> _YOUR GOAL_
Below is a listing to transcribe in full and exactly; keep the pictures out.

------------------------------------

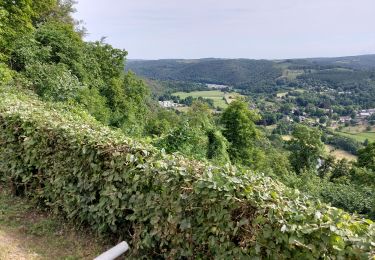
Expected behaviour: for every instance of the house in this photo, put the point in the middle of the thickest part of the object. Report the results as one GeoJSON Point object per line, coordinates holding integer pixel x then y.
{"type": "Point", "coordinates": [168, 104]}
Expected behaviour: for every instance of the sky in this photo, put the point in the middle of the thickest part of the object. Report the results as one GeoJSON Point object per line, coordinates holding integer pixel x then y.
{"type": "Point", "coordinates": [255, 29]}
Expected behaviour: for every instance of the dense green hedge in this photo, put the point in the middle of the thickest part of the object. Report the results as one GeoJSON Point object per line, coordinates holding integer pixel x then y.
{"type": "Point", "coordinates": [165, 206]}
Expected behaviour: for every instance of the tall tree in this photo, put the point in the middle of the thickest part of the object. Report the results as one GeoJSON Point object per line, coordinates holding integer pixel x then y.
{"type": "Point", "coordinates": [306, 148]}
{"type": "Point", "coordinates": [241, 132]}
{"type": "Point", "coordinates": [366, 157]}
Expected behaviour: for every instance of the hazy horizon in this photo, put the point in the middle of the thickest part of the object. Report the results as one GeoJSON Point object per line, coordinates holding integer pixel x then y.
{"type": "Point", "coordinates": [258, 29]}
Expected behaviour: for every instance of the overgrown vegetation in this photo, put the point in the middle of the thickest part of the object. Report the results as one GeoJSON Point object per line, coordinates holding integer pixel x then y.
{"type": "Point", "coordinates": [166, 206]}
{"type": "Point", "coordinates": [66, 106]}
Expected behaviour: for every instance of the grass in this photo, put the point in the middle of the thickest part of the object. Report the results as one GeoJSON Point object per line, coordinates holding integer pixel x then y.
{"type": "Point", "coordinates": [340, 154]}
{"type": "Point", "coordinates": [358, 133]}
{"type": "Point", "coordinates": [220, 98]}
{"type": "Point", "coordinates": [292, 74]}
{"type": "Point", "coordinates": [29, 233]}
{"type": "Point", "coordinates": [360, 137]}
{"type": "Point", "coordinates": [337, 153]}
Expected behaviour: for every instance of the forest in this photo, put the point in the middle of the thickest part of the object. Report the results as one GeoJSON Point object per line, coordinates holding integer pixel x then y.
{"type": "Point", "coordinates": [84, 136]}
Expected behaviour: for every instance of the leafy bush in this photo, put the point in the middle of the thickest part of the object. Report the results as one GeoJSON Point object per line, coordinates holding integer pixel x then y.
{"type": "Point", "coordinates": [53, 82]}
{"type": "Point", "coordinates": [166, 206]}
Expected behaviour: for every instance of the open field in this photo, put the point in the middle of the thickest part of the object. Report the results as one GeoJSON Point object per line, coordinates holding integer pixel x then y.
{"type": "Point", "coordinates": [292, 74]}
{"type": "Point", "coordinates": [360, 137]}
{"type": "Point", "coordinates": [27, 233]}
{"type": "Point", "coordinates": [220, 98]}
{"type": "Point", "coordinates": [337, 153]}
{"type": "Point", "coordinates": [340, 154]}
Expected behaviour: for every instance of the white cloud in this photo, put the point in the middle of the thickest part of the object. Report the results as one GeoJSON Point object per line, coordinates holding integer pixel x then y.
{"type": "Point", "coordinates": [235, 28]}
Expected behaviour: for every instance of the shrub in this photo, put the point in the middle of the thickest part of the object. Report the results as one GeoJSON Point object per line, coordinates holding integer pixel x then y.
{"type": "Point", "coordinates": [166, 206]}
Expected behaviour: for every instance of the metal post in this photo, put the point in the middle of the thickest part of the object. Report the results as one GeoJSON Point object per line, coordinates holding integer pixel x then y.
{"type": "Point", "coordinates": [114, 252]}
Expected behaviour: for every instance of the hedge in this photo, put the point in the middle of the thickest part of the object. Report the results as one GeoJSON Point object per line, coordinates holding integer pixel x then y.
{"type": "Point", "coordinates": [166, 206]}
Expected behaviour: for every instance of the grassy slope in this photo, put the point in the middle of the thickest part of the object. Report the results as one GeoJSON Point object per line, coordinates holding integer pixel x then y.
{"type": "Point", "coordinates": [215, 95]}
{"type": "Point", "coordinates": [257, 211]}
{"type": "Point", "coordinates": [358, 133]}
{"type": "Point", "coordinates": [28, 233]}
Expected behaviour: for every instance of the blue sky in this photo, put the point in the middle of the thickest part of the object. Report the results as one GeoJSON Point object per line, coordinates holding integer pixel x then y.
{"type": "Point", "coordinates": [269, 29]}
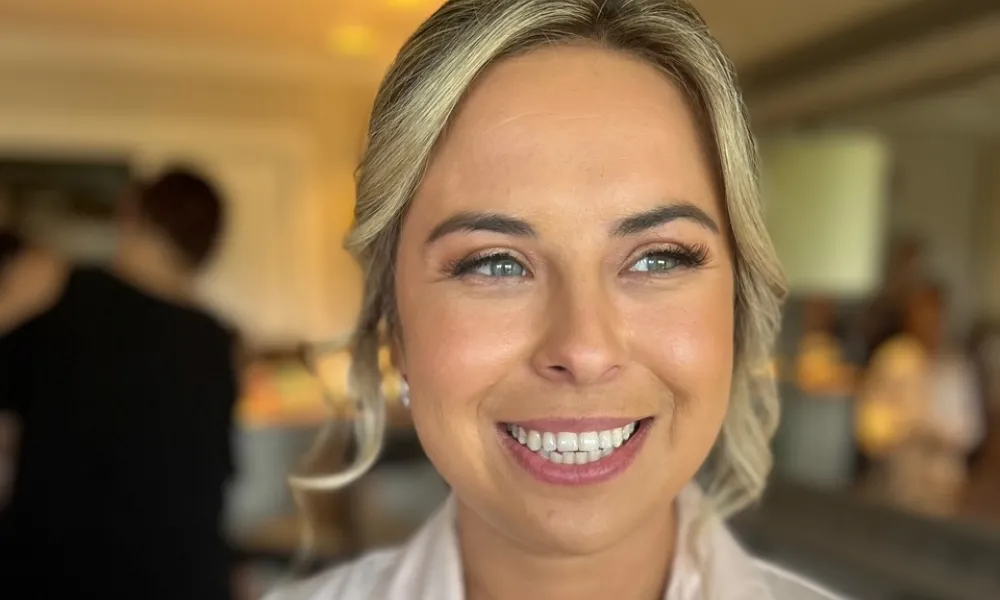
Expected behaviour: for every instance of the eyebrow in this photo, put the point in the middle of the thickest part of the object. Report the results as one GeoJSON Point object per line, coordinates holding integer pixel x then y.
{"type": "Point", "coordinates": [661, 215]}
{"type": "Point", "coordinates": [473, 221]}
{"type": "Point", "coordinates": [632, 225]}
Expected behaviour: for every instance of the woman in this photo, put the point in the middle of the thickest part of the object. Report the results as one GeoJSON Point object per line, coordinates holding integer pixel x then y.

------------------------------------

> _TASK RESULT_
Expected behaviour: for every instance of the house in this photo, put the point in the middle of the thickest part of the object. Report the results as one GeoJSON Point object per line, coordinates holding integer pixel x then y.
{"type": "Point", "coordinates": [168, 104]}
Expected behaviour: for every instance of the sky in this photo, put the point in the middle of the thickest part of the object. Report the results as one GeoJSON Point object per line, coordinates holding integer pixel x then y.
{"type": "Point", "coordinates": [255, 29]}
Expected behaviour: for every instance of the dense green hedge in this photo, put the point in the middle of the thickest part of the object. Report the results as one GeoJSON Point object per line, coordinates holding integer pixel x then y.
{"type": "Point", "coordinates": [165, 206]}
Expected behaviour: for every instance of the tall tree in this photo, put the point in the middle of the thickest part of the object. Report the results as one GeoJSON Point object per line, coordinates holding integer pixel x then y.
{"type": "Point", "coordinates": [306, 148]}
{"type": "Point", "coordinates": [241, 132]}
{"type": "Point", "coordinates": [366, 157]}
Expected behaviour: for every instance of the hazy horizon in this photo, put the point in the middle of the thickest part of the object. Report the results as one GeoJSON Point object per line, coordinates holding integer pixel x then y.
{"type": "Point", "coordinates": [258, 29]}
Expected behaviour: for every instance of the overgrown vegetation in this photo, put the point in the middle of the thickest part of the object. Report the results as one GeoJSON Point object per line, coordinates holding integer pixel x then y.
{"type": "Point", "coordinates": [166, 206]}
{"type": "Point", "coordinates": [66, 106]}
Expected behaviour: for every instance of the grass in this photo, put the point in the middle of the thickest part of the object. Report the results as one GeoJSON Point object per line, coordinates holding integer pixel x then y.
{"type": "Point", "coordinates": [340, 154]}
{"type": "Point", "coordinates": [358, 133]}
{"type": "Point", "coordinates": [220, 98]}
{"type": "Point", "coordinates": [292, 74]}
{"type": "Point", "coordinates": [29, 233]}
{"type": "Point", "coordinates": [360, 137]}
{"type": "Point", "coordinates": [337, 153]}
Expected behaviour: for every instance of the forest in this photo, put the point in the middle of the thickest part of the object. Report the results as one GeoJSON Point object per line, coordinates holding integer pixel x then y.
{"type": "Point", "coordinates": [84, 136]}
Expected behaviour: for every instance of the leafy bush in this photo, put the point in the middle of the thickest part of the object. Report the results as one GeoJSON Point object per line, coordinates holding integer pixel x then y.
{"type": "Point", "coordinates": [53, 82]}
{"type": "Point", "coordinates": [166, 206]}
Expected behaviour: for every instance of the open field in this photo, put the point in the middle of the thickest part of the object. Report the results as one GeoJSON Point object per line, coordinates holding integer pixel x then y.
{"type": "Point", "coordinates": [292, 74]}
{"type": "Point", "coordinates": [360, 137]}
{"type": "Point", "coordinates": [27, 233]}
{"type": "Point", "coordinates": [220, 98]}
{"type": "Point", "coordinates": [337, 153]}
{"type": "Point", "coordinates": [340, 154]}
Expected behaviour: for every instance of the white cloud in this photo, put the point in the middle of the thickest part of the object. Report the results as one GeoJSON Point object per line, coordinates holding integer pixel x then y.
{"type": "Point", "coordinates": [235, 28]}
Expected behaviour: for every instance of the shrub in this photo, put the point in the middle of the thickest part of the object. Report the results as one GeoJSON Point object per line, coordinates holding integer pixel x then y.
{"type": "Point", "coordinates": [166, 206]}
Expected behaviour: for every instance of the metal post in this photo, put the point in the middle of the thickest part of the object. Report the results as one GeoJSON Point object per line, coordinates holding integer pixel x then y.
{"type": "Point", "coordinates": [114, 252]}
Expected behaviour: for every instance of the hedge in this photo, put the point in the middle of the thickest part of the object. Report the results as one GeoJSON Point object per line, coordinates holding integer pixel x then y.
{"type": "Point", "coordinates": [166, 206]}
Expected behaviour: for every instance of the grassy slope in this photo, put the point in the middle of the thickest part of the object. Report the results as one GeoJSON Point object per line, coordinates holding integer pixel x then y.
{"type": "Point", "coordinates": [215, 95]}
{"type": "Point", "coordinates": [257, 211]}
{"type": "Point", "coordinates": [358, 133]}
{"type": "Point", "coordinates": [28, 233]}
Expected behaviour: for every instance of the blue sky in this photo, put the point in the middle of the thickest part of the object. Report the results as one GeoJSON Point object per line, coordinates holding integer pixel x then y.
{"type": "Point", "coordinates": [269, 29]}
Expected behaviour: for every instance of the eyebrow in this photo, put the point in the middle of the thickest part of the object. Report the results as one GeoJSON Point object per line, coordinates holding integer pixel x then y.
{"type": "Point", "coordinates": [661, 215]}
{"type": "Point", "coordinates": [473, 221]}
{"type": "Point", "coordinates": [632, 225]}
Expected behaviour: for every instance of the woman in this photo, put the point in the middle of the thickest part of the object. Report the results as one GeoJSON Point object per line, coordinates holding integer pixel x then y.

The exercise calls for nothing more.